====== Texte source
Entretien de William Thay pour Atlantico : « Non-assistance à électorat en danger : y a-t-il un pilote dans l’avion de la droite ? »

Que ce soit sur le front du régalien comme sur celui de l’économie ou des finances publiques, rarement l’opinion a-t-elle aussi été imprégnée par les thématiques traditionnelles de la droite. Et pourtant, les députés LR font campagne sans leader, ni moteur alors que le parti aurait une énorme carte à jouer aux législatives 2022.

Atlantico : Que ce soit sur le front du régalien, de la sécurité comme sur celui de l’économie ou des finances publiques, rarement l’opinion a-t-elle aussi été imprégnée par les thématiques traditionnelles de la droite. A quel point y a-t-il un contexte qui pourrait théoriquement être favorable aux Républicains pour ces législatives ?

William Thay : Le contexte politique global est favorable aux Républicains depuis l’arrivée au pouvoir de François Hollande en 2012. En effet, nous avons une montée des enjeux sécuritaires, migratoires auxquelles les Français attendent de plus en plus des réponses de droite fondées sur l’ordre et sur l’autorité. Nos concitoyens s’attendent à être protégés et la gauche n’apparait pas en capacité de répondre avec efficacité sur ces problèmes. La gauche a ainsi tourné globalement le dos à la tentative de Manuel Valls d’opérer une mutation idéologique sur ce plan. En revanche, l’évolution des Français sur les autres thématiques n’est pas forcément favorable aux LR. Nous assistons à une double rupture avec la crise sanitaire et la guerre en Ukraine qui ont conduit les Français à attendre davantage de protection. En effet, ces deux événements majeurs ont fait évolués les Français sur des thématiques où LR n’a pas une position stable et claire.
============
Consigne A » Recopiez à l'identique les lignes des entrées, depuis celle qui contient « point: flower petal » jusqu'à la fin des entrées, première et dernière lignes incluses.
====== Données fournies
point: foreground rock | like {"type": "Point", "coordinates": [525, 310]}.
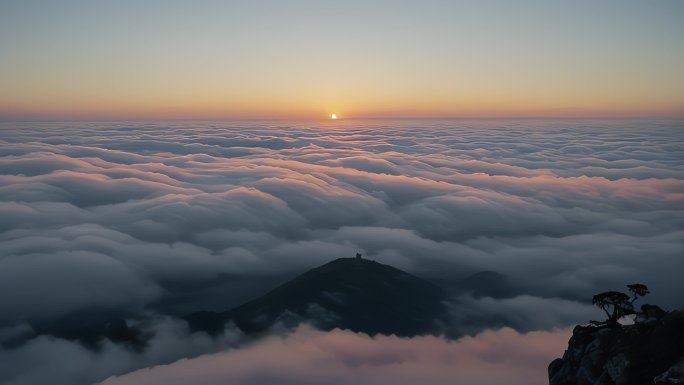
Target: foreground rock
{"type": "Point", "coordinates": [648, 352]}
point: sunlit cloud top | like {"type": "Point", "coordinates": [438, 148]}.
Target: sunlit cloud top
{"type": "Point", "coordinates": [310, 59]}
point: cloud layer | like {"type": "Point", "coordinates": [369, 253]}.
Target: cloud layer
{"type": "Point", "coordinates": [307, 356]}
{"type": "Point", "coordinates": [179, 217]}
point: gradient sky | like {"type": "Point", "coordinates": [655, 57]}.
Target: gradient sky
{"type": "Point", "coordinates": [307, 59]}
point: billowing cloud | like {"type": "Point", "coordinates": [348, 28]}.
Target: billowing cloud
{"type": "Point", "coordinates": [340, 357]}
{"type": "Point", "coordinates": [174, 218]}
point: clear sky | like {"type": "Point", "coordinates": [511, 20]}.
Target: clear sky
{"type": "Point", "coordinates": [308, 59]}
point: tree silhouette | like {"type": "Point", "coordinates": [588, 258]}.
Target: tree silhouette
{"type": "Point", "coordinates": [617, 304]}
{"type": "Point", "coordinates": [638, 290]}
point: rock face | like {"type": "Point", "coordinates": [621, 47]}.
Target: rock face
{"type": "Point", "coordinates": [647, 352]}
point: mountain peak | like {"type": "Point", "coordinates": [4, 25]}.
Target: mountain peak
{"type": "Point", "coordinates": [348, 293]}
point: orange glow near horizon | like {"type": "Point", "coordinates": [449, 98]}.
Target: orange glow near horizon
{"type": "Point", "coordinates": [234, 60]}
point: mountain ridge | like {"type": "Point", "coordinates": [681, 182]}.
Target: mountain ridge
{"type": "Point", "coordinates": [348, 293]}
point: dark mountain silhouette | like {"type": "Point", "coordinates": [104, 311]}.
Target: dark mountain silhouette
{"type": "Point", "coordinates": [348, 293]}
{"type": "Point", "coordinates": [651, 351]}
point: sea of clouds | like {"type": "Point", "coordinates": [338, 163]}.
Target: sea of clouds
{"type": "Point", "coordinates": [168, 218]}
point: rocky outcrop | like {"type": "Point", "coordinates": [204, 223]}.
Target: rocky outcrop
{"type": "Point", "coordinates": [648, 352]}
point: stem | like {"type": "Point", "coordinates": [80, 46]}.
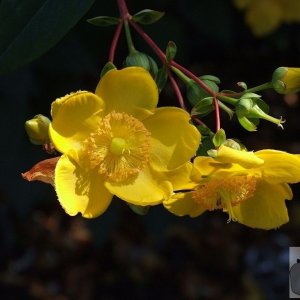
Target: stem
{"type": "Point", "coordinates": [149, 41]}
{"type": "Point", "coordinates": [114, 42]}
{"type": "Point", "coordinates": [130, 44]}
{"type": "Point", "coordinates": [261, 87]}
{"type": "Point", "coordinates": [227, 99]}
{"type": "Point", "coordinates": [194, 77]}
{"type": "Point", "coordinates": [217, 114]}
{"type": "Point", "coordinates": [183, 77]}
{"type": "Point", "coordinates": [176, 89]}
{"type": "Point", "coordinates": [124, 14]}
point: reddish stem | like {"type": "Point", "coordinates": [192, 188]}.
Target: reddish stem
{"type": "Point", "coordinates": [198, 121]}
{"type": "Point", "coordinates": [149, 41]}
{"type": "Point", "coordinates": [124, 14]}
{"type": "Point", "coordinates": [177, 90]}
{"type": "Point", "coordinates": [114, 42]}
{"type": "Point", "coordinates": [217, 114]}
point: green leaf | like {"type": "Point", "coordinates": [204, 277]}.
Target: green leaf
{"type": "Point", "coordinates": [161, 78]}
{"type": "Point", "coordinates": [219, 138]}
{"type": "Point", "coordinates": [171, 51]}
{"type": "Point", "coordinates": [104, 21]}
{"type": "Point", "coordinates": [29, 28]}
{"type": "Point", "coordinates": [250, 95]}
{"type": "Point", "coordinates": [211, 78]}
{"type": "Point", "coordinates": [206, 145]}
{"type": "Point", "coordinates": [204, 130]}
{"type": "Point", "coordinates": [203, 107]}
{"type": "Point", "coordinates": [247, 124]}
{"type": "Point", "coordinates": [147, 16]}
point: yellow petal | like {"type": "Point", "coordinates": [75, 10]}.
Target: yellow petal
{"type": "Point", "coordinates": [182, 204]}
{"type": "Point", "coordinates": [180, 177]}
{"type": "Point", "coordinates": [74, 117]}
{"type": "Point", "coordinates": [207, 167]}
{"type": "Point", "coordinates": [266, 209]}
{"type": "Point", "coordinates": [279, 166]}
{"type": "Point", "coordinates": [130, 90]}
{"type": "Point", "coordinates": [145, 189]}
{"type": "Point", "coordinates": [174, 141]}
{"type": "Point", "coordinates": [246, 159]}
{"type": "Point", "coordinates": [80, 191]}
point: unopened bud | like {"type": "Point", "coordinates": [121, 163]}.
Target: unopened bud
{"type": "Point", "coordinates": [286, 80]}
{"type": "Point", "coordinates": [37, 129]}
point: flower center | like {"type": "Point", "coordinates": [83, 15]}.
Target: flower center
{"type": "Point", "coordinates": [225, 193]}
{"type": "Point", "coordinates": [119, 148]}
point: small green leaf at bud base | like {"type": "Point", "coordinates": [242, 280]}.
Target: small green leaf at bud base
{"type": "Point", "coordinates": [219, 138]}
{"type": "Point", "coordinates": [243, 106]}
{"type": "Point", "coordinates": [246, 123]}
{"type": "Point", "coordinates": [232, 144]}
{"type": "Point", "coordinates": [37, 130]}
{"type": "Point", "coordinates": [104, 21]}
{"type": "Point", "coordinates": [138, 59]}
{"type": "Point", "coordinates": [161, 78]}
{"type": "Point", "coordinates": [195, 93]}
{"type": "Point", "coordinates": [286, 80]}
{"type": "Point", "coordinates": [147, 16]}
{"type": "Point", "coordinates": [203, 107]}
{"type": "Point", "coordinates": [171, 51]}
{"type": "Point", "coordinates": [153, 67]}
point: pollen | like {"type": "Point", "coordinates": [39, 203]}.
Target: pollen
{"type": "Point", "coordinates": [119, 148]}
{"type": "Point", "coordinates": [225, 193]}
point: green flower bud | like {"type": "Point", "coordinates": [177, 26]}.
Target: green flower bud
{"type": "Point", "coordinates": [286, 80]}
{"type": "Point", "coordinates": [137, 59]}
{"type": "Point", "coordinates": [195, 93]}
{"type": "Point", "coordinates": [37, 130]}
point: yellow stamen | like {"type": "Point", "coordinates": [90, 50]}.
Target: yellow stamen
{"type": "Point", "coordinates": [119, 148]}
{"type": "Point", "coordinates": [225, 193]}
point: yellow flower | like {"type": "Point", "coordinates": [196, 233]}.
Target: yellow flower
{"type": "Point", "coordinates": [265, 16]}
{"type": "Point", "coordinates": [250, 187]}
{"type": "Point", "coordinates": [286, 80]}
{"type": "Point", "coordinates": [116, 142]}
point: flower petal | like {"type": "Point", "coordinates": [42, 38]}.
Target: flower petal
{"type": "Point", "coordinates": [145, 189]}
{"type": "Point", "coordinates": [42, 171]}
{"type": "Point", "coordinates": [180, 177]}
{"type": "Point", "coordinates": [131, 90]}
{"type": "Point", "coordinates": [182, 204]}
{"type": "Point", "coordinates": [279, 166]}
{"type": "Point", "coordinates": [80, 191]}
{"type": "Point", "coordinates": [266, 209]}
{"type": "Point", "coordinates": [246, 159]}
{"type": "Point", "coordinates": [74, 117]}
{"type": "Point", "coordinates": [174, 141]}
============
Consigne B » Poursuivez l'entretien sur la droite avant les législatives de 2022 à partir de sa dernière phrase.

Corrigé A »
point: flower petal | like {"type": "Point", "coordinates": [42, 38]}.
Target: flower petal
{"type": "Point", "coordinates": [145, 189]}
{"type": "Point", "coordinates": [42, 171]}
{"type": "Point", "coordinates": [180, 177]}
{"type": "Point", "coordinates": [131, 90]}
{"type": "Point", "coordinates": [182, 204]}
{"type": "Point", "coordinates": [279, 166]}
{"type": "Point", "coordinates": [80, 191]}
{"type": "Point", "coordinates": [266, 209]}
{"type": "Point", "coordinates": [246, 159]}
{"type": "Point", "coordinates": [74, 117]}
{"type": "Point", "coordinates": [174, 141]}

Corrigé B »
D’une part, la crise sanitaire a conduit à deux évolutions : sur la protection sociale avec notamment le système de santé et le paradigme économique. Sur ces deux points : LR est traversé par des divisions entre les partisans d’une ligne réformatrice portée notamment à l’époque par François Fillon et par un courant dit populaire qui adopte en réalité des positions très socialistes et keynésiennes. Ainsi LR n’a pas tranché cette question aussi bien sur le plan stratégique que sur le plan des politiques publiques. Faut-il tourner le dos à l’aile libérale pour s’opposer à Emmanuel Macron ou au contraire dire qu’il ne mène pas une politique de transformation de l’État et de l’économie pour dire que la droite ferait mieux que lui si elle était au pouvoir ? En somme, est-ce que François Fillon a perdu parce qu’il avait porté un programme trop dur sur le plan économique et social avec notamment des réformes importantes sur le système de santé, de la protection sociale, du système économique et en matière de réforme de l’État ? Ou François Fillon a perdu parce qu’il a été victime des affaires ? 

D’autre part, la guerre en Ukraine a réintroduit le tragique de l’Histoire avec un conflit aux portes de l’Union européenne. Cela a posé la question d’un État fort capable d’assurer notre défense extérieure et de la place de la France dans le monde. Pour ces questions qui accentuent les évolutions introduites avec la crise sanitaire, quelle est la position de LR ? Est-ce que les dirigeants de LR considèrent que le cadre national n’est pas suffisant pour permettre à la France de peser dans le monde et qu’il faut pousser davantage la construction européenne ? Ou au contraire, sont-ils encore sur une ligne gaulliste de la France éternelle qui a encore une singularité en matière de politique étrangère ? 

Ainsi, LR ne bénéficie pas forcément des thématiques en raison de son positionnement confus sur des sujets considérés comme prioritaires par les Français qui ne les créditent pas d’une constante et d’une force sur leur positionnement.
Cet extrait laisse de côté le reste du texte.